§ **GIVEN PASSAGE**:
[Begin]
How not to measure temperature, part 10

Russ Steele, a blogger in Nevada County at NCWatch is volunteering to do weather station site surveys as I’ve been doing. Yesterday Russ visited Petaluma California to see the USHCN climate station of record there. It used to be at the city fire station but has been moved to the airport, but apparently the NASA climate database hasn’t yet caught up with that as it still shows “fire station” as the place.

Ok we have a temperature sensor strapped to a wooden deck, near a sea of tarmac.

petaluma_east.jpg

And not only that, the building with the deck is only six seet away, and has air conditioners exhausting hot air on the south side. Prevailing wind direction in that are is from the south, so that means wihen wind hits that wall, it will spread out the hot a/c exhaust east and west.
[End]
§ **INSTRUCTION 1**: Retype the weather station post between "How not to measure" and "sea of tarmac.", inclusive.
The weather station post and these rows are unrelated to each other.

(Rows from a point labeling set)
[Begin]
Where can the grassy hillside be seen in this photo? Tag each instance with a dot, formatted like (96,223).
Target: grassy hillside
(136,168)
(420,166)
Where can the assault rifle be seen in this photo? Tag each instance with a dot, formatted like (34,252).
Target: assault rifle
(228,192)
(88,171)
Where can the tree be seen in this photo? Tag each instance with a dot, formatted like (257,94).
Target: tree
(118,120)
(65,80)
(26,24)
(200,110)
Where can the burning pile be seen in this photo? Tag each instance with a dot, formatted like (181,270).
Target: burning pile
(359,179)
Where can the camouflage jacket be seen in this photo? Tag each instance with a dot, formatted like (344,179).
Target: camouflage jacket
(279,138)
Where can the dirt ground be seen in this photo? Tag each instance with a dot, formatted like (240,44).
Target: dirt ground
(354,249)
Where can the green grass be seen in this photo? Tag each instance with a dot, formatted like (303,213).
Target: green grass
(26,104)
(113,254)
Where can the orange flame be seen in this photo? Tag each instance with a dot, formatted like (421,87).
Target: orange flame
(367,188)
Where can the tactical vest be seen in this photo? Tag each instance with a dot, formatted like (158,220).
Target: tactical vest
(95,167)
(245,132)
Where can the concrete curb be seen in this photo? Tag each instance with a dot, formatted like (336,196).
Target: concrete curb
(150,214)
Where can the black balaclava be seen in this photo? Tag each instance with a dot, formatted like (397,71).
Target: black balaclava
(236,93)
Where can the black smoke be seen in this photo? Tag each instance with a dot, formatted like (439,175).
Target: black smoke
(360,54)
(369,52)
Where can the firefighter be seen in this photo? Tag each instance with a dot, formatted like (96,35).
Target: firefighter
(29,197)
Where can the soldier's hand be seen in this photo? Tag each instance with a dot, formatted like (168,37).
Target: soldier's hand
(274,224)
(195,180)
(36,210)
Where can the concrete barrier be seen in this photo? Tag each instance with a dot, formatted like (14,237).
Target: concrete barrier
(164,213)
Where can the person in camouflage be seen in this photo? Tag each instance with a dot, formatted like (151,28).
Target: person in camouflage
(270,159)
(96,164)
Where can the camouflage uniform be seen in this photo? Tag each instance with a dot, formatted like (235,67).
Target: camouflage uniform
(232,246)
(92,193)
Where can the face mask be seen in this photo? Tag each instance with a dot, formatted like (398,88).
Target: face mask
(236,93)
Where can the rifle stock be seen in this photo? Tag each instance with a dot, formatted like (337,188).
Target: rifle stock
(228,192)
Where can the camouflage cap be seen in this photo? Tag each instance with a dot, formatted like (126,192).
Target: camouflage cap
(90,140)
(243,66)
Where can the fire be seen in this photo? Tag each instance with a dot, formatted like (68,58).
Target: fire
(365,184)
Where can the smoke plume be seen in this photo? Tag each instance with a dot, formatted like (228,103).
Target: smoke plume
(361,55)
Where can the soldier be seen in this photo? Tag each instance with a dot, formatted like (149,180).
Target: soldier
[End]
§ **INSTRUCTION 2**: State how many lines of the rows contain the string "plume", with case counting, and give only the number.

§ **FULL RESPONSE 1**:
How not to measure temperature, part 10

Russ Steele, a blogger in Nevada County at NCWatch is volunteering to do weather station site surveys as I’ve been doing. Yesterday Russ visited Petaluma California to see the USHCN climate station of record there. It used to be at the city fire station but has been moved to the airport, but apparently the NASA climate database hasn’t yet caught up with that as it still shows “fire station” as the place.

Ok we have a temperature sensor strapped to a wooden deck, near a sea of tarmac.

§ **FULL RESPONSE 2**: 2